## BEGIN Provided records
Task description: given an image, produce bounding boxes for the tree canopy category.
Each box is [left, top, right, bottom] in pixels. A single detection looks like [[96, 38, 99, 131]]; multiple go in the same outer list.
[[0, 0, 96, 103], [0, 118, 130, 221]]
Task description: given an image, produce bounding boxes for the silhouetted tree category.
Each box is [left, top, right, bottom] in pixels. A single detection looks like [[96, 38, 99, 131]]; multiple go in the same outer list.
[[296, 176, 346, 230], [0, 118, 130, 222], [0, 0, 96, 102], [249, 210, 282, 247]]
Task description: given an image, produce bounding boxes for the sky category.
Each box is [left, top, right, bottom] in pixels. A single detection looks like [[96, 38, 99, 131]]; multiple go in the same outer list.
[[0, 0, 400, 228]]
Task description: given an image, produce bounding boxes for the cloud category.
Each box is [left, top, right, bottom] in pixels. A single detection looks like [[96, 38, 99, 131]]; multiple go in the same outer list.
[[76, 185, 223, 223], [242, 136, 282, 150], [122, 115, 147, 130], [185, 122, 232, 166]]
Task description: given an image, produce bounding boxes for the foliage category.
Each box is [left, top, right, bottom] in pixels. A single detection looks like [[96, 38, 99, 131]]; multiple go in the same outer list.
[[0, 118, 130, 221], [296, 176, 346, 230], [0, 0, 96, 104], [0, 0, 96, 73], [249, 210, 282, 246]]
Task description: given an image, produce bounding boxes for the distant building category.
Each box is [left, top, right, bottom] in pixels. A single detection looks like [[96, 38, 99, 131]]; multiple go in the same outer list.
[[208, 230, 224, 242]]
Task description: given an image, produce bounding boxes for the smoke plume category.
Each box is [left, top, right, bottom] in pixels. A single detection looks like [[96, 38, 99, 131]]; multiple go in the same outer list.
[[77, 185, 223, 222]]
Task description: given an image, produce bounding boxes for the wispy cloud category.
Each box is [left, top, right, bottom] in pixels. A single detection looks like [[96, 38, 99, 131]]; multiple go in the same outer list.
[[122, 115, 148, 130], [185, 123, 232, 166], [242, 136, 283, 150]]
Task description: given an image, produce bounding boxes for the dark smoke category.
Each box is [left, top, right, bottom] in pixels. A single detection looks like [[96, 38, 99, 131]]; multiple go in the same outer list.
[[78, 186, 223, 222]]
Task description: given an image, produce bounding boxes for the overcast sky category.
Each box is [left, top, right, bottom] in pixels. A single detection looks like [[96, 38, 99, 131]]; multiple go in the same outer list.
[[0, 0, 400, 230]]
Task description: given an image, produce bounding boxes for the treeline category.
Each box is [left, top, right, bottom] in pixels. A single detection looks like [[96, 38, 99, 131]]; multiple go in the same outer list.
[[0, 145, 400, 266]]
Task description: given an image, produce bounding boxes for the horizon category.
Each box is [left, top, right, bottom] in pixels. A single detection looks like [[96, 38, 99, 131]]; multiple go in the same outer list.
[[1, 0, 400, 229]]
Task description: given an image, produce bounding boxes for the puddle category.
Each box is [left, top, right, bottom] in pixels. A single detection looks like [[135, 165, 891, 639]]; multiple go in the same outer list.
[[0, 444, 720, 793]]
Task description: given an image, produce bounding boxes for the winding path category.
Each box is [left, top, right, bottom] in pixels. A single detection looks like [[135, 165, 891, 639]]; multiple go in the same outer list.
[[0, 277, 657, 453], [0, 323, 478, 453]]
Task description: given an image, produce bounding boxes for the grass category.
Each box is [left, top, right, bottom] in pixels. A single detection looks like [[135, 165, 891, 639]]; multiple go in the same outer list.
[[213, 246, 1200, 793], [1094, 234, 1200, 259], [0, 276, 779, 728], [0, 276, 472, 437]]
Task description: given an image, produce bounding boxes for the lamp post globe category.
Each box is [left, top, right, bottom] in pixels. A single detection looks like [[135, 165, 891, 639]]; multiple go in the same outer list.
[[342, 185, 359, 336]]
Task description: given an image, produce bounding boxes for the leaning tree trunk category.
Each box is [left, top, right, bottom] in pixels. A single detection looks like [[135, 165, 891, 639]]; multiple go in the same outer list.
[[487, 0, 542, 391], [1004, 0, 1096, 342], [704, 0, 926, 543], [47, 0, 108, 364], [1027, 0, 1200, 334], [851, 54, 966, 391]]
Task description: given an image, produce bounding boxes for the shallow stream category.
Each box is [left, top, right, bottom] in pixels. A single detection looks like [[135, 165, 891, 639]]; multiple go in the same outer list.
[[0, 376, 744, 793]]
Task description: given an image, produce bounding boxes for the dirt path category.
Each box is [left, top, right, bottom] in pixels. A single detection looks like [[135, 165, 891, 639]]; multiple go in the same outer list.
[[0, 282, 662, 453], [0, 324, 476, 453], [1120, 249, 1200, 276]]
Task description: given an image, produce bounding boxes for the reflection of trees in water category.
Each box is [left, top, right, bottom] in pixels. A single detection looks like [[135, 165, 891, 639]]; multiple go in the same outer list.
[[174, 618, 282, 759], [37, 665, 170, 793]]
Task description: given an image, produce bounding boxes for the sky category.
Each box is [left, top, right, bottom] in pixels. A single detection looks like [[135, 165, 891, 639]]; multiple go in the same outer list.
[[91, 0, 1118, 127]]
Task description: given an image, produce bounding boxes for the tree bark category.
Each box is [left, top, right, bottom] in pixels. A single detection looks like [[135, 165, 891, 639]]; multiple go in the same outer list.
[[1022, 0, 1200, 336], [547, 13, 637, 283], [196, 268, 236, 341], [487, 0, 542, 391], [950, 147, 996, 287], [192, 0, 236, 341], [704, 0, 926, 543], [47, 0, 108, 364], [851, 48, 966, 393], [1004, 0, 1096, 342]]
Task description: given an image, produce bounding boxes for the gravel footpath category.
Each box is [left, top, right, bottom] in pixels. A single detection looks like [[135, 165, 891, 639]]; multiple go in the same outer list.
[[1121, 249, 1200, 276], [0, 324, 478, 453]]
## END Provided records
> What needs to be done: Recast the whole listing above as a two-column CSV headed instruction and boxes, with one row for each "Task description:" line. Put the text of that line and the line after it in the instruction field and the bracketed coordinates in the boxes field, each as one quoted field with line breaks turned into spaces.

> Exercise result:
instruction,boxes
"Task description: given an image, produce bounding boxes for the tree canopy category. Each box is [left, top, right, bottom] in pixels. A single detection looks like [[96, 38, 99, 131]]; multiple go in the same outer list.","[[0, 0, 96, 103], [0, 118, 130, 221]]"
"Task description: given an image, produce bounding boxes for the silhouetted tree category. Each box is [left, top, right, bottom] in pixels. A single detection looks like [[96, 38, 99, 131]]; multiple go in the same outer list.","[[296, 176, 346, 230], [0, 118, 130, 222], [0, 0, 96, 102], [249, 210, 282, 247]]"
"Task description: given an image, produce bounding boxes for the sky category. Each box is [left, top, right, bottom] in pixels. A single detection looks like [[96, 38, 99, 131]]; multiple go in the same outer list.","[[0, 0, 400, 228]]"
"Task description: given an image, produce bounding boxes for the cloud category. Each box is [left, top, right, bottom] in pixels. A single detection looks like [[96, 38, 99, 131]]; multiple go in the same outer list.","[[76, 185, 223, 223], [242, 136, 282, 150], [122, 115, 147, 130], [185, 122, 232, 166]]"
"Task description: given an image, produce bounding boxes for the foliage category. Each box is [left, top, right, bottom] in pixels. A single detection looks like [[96, 38, 99, 131]]; multiple go in the same outer list.","[[0, 118, 130, 221], [296, 176, 346, 230], [0, 0, 96, 104], [0, 0, 96, 73], [249, 210, 282, 246]]"
"Task description: given an image, produce bounding boxes for the distant building category. Each box is [left, top, right, bottom] in pixels. A single detection looks like [[96, 38, 99, 131]]; multiple go in the same outer list.","[[208, 230, 224, 242]]"
"Task description: given an image, produce bounding boxes for the smoke plume category. Each box is [left, top, right, bottom] in pixels. A single detection looks like [[96, 38, 99, 131]]; multiple go in the same outer list.","[[77, 185, 223, 222]]"
"Task description: given an image, produce bounding boxes for the wispy cloud category. Each box is [left, top, right, bottom] in pixels. A single detection looks like [[96, 38, 99, 131]]; multiple go in the same outer list.","[[122, 115, 148, 130], [185, 123, 232, 166], [242, 136, 283, 150]]"
"Task description: given an image, produce bounding boxes for the dark smoke category. Each box is [left, top, right, bottom] in pixels. A single detection looks like [[96, 38, 99, 131]]; multiple go in the same outer list.","[[78, 186, 223, 222]]"
"Task description: given an image, produce bounding boxes for the overcast sky category. Each box is [left, top, right, bottom] in pixels. A single detection looks like [[96, 38, 99, 131]]; multiple go in the same outer list.","[[0, 0, 400, 230]]"
"Task description: given an image, produce bounding boxes for the treeline category. Each box is [left, top, right, bottom] in pixels. A single detection looks like [[96, 38, 99, 131]]; multiple go in the same outer list.","[[0, 145, 400, 266]]"
"Task description: given an image, produce bounding boxes for the horizon category. Each box is [left, top, right, bottom] in pixels. A single detection looks like [[96, 38, 99, 131]]; multiple go in the same outer list.","[[1, 0, 400, 229]]"
"Task description: given an image, produce bounding boxes for the puddle category. Each box is [left, top, right, bottom] in pixels. A single detection looks like [[135, 165, 891, 639]]; multiple go in the same outer list.","[[0, 444, 720, 793]]"
"Task description: given an image, produce bounding boxes for the winding path category. Each box is [left, top, right, bottom] in pixels. A single detection looks like [[135, 165, 891, 639]]; multiple go in the same outer list.","[[0, 277, 657, 453], [0, 323, 478, 453]]"
"Task description: given an image, produce bounding boxes for the grass category. Each box is [left, top, right, bottom] in pixels. A single detection looks like [[135, 165, 891, 639]]; multiple go in the same outer list.","[[213, 246, 1200, 793], [1094, 234, 1200, 259], [0, 276, 779, 728], [0, 276, 472, 437]]"
"Task description: given an image, produce bounding boxes for the lamp post globe category. Each box is [left, top, right, bottom] in pixels. A single detection looks like [[135, 165, 891, 639]]; multiple go in the same outer list.","[[342, 185, 359, 336]]"
"Task description: given an image, produce bounding boxes for the leaning tree trunk category. Each box is [left, top, right, bottom] in pixels. A single detection looks like [[135, 165, 891, 639]]; multiple go in the same outer list.","[[487, 0, 542, 391], [1004, 0, 1096, 342], [704, 0, 926, 543], [47, 0, 108, 364], [1027, 0, 1200, 334], [851, 54, 966, 391]]"
"Task description: given an image, produce bounding boxes for the shallow stream category. Each box is [left, top, right, bottom] in pixels. A single detection looks like [[135, 165, 891, 639]]; multiple go in the same outer list.","[[0, 376, 744, 793]]"
"Task description: given an image, produce bounding boxes for the dirt path category. Each box is [left, top, right, bottom] in pixels. A single detection looks like [[135, 165, 891, 639]]; multiple go in the same outer list.","[[0, 282, 662, 453], [0, 324, 476, 453], [1120, 249, 1200, 276]]"
"Task description: given an image, produce bounding boxes for the reflection of trees in water category. Each box is [left, top, right, bottom] in pixels. A single detection looks like [[135, 165, 891, 639]]; multiple go in the same outer list.","[[174, 618, 282, 759], [37, 665, 170, 793]]"
"Task description: given an image, produce bounding boxes for the sky category. Each box is [left, top, right, bottom] in pixels. A single detection looks like [[135, 165, 891, 639]]; multiple go in the same outer list.","[[91, 0, 1118, 127]]"
"Task description: given an image, produce bounding boxes for the tree bark category. Each box is [left, top, right, bottom] in pixels. A single detection looks like [[135, 165, 891, 639]]; multiple go in the same outer list.","[[1022, 0, 1200, 336], [547, 13, 637, 283], [196, 268, 236, 341], [487, 0, 542, 391], [950, 147, 996, 287], [192, 0, 236, 341], [704, 0, 926, 543], [47, 0, 108, 364], [851, 48, 966, 393], [1004, 0, 1096, 342]]"
"Task description: given an image, produce bounding boxes for the gravel footpath category. Each box is [left, top, right, bottom] in pixels. A single detection looks like [[135, 165, 891, 639]]; multiple go in the same outer list.","[[1121, 249, 1200, 276], [0, 324, 478, 453]]"